- What to produce: Work through the lines below and count those holding "output"; reply with the number only.
=== Data for review ===
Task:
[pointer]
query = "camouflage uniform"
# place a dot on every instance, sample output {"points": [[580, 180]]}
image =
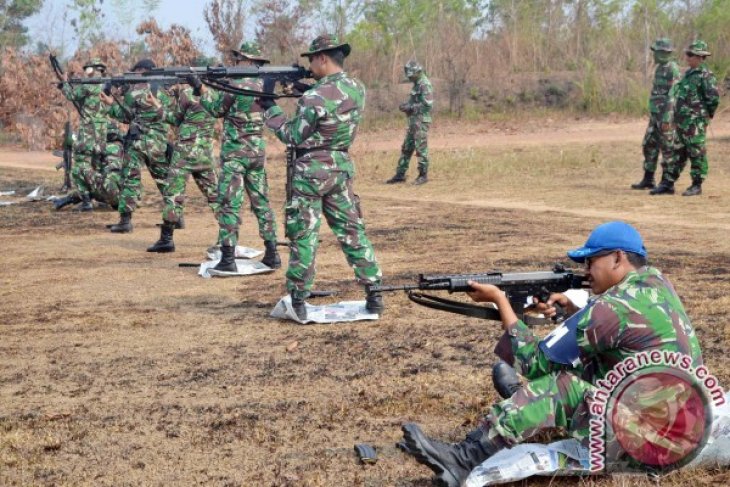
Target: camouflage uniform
{"points": [[322, 130], [643, 312], [697, 99], [91, 136], [149, 147], [242, 162], [661, 111], [418, 108], [193, 154]]}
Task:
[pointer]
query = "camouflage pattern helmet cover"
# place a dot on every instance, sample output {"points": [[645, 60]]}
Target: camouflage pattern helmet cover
{"points": [[412, 68], [327, 42], [250, 50], [698, 48], [662, 44], [95, 63]]}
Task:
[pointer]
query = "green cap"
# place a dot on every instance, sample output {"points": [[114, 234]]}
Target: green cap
{"points": [[327, 42], [698, 48], [252, 51], [662, 44]]}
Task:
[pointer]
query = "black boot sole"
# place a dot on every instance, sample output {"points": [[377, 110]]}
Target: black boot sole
===
- Response to this task: 4